## Start SUPPLIED RECORDS

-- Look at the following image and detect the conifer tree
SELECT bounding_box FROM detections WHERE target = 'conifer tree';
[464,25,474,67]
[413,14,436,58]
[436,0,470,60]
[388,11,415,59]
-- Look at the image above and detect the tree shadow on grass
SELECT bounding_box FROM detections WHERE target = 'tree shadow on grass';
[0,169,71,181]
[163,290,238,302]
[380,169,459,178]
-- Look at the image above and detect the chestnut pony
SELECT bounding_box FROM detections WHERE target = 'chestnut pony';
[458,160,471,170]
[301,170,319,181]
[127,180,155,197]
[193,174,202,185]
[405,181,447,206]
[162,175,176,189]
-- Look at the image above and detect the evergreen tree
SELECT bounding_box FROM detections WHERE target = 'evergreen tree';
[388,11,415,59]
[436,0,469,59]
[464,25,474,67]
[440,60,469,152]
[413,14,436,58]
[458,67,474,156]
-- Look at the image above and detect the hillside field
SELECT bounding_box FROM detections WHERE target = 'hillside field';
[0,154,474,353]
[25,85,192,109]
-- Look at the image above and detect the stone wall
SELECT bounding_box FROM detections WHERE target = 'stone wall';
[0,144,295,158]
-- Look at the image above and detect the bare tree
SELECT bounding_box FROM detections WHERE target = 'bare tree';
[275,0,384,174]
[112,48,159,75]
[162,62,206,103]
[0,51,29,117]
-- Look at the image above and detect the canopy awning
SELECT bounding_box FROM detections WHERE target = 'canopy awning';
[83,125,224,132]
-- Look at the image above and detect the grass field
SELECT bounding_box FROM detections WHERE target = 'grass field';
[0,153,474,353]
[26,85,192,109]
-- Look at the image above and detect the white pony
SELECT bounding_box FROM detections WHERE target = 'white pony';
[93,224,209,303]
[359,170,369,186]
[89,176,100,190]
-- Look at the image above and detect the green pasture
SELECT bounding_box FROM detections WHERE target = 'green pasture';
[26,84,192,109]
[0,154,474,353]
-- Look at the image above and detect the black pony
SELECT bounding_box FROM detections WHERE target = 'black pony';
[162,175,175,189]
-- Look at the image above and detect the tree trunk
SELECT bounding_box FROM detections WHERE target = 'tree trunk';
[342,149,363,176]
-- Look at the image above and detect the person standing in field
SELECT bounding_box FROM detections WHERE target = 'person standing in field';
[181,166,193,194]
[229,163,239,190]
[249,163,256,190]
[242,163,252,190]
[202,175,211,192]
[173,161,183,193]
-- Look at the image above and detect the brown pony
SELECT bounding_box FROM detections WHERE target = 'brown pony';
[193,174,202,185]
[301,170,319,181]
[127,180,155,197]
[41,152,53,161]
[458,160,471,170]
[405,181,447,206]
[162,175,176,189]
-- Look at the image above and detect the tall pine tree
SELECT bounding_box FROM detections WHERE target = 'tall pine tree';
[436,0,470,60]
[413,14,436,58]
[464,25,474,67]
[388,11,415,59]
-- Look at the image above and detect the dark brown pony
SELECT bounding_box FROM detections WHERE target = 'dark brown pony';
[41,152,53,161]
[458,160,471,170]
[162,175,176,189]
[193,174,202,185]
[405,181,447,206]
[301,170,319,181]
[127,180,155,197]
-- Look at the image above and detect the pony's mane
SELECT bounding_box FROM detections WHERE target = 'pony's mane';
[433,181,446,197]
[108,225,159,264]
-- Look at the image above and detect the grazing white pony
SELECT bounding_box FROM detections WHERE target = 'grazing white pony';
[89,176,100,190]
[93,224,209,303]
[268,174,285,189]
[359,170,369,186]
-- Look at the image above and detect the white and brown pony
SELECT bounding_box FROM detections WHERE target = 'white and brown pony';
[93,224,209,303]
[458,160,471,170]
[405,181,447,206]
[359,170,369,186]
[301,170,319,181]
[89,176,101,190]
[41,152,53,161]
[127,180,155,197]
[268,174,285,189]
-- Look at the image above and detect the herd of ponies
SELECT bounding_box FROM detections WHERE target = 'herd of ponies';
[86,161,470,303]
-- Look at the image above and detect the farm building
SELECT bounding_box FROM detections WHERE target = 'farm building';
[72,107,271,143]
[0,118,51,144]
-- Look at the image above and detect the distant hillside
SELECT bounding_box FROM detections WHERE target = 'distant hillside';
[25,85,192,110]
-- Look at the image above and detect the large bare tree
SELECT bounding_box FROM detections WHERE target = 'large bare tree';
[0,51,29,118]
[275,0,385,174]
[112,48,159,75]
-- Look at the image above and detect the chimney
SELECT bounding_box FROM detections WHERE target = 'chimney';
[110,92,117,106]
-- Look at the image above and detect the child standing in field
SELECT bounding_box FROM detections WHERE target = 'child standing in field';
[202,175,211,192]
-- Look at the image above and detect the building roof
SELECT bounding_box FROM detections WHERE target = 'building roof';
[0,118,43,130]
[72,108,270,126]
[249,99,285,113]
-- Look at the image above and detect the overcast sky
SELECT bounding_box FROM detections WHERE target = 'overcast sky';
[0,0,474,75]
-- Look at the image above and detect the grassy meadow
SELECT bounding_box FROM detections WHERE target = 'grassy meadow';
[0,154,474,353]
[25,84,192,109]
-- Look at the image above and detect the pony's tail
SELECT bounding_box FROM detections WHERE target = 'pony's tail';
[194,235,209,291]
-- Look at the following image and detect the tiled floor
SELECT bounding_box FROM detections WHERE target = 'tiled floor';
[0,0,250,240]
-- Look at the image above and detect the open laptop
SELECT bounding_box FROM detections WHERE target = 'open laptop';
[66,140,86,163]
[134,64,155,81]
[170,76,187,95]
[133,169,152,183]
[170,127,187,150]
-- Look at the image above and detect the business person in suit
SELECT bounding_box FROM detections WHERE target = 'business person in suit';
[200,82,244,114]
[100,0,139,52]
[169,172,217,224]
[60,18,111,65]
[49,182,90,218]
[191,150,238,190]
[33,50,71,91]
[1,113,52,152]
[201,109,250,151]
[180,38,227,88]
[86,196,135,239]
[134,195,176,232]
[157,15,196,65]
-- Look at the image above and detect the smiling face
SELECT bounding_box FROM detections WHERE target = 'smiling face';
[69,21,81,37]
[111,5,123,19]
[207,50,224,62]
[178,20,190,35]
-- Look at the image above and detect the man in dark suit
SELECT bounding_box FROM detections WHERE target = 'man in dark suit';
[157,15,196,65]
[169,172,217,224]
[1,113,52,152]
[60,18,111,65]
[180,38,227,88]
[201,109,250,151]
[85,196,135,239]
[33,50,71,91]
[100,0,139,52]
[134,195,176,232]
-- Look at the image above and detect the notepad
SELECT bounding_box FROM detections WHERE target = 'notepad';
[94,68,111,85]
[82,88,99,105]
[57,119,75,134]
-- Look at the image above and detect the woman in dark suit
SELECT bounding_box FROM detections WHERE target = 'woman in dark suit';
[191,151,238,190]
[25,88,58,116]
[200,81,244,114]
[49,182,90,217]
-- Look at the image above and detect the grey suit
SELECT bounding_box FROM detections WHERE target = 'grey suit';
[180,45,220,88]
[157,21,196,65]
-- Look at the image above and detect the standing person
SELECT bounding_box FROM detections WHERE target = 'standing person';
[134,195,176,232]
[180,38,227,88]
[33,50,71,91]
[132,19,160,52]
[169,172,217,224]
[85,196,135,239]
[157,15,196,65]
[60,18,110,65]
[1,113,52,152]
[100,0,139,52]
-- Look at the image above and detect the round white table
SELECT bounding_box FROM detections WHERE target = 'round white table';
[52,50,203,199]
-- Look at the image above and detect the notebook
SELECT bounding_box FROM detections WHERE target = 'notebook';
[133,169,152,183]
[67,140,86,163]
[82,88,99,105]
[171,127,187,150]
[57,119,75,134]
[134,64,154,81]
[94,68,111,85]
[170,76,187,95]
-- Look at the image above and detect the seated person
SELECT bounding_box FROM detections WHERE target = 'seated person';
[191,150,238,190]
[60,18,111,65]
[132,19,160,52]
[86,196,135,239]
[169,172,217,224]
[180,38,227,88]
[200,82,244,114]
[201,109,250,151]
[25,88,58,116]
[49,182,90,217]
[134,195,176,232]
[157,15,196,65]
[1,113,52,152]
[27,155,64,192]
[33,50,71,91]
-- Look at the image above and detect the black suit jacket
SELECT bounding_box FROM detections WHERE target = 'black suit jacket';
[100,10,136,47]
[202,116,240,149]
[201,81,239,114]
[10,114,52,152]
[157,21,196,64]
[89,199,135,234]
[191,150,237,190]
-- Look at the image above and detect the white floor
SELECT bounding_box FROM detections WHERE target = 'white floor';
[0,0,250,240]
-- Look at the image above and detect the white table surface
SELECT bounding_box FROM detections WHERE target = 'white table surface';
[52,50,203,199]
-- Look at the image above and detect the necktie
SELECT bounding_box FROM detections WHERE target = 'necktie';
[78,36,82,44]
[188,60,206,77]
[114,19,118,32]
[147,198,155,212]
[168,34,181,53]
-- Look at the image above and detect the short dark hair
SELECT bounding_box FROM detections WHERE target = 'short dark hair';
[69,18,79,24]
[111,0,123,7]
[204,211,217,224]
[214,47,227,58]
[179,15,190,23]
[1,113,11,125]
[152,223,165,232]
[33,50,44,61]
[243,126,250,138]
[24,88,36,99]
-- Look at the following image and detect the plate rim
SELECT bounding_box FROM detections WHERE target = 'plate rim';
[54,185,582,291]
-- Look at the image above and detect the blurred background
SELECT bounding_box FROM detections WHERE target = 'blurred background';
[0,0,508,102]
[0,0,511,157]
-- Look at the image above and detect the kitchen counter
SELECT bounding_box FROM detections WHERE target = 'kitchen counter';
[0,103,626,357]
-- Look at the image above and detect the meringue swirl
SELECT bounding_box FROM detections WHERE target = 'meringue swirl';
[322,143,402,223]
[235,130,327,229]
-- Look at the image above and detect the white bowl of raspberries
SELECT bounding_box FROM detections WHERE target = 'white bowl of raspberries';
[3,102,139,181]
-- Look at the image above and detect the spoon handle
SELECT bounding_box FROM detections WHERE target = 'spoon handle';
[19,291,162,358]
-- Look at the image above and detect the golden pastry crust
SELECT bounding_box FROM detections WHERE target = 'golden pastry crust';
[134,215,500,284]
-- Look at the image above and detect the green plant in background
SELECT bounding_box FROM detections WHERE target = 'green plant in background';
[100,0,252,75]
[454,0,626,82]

## End SUPPLIED RECORDS

▶ [WORK INSTRUCTIONS] Copy out the part of the material that opens with the line containing "-- Look at the following image and detect the plate" and closes with the line containing "[0,0,511,157]", keeping every line in it, and add 141 to each bounding-box coordinate.

▶ [WRITTEN ANSWER]
-- Look at the following image and detect the plate rim
SELECT bounding_box FROM detections WHERE target = 'plate rim';
[195,326,723,432]
-- Look at the image above and detect the blurred background
SELECT bounding_box FROM detections WHERE target = 'blurred background';
[141,141,649,243]
[141,141,652,298]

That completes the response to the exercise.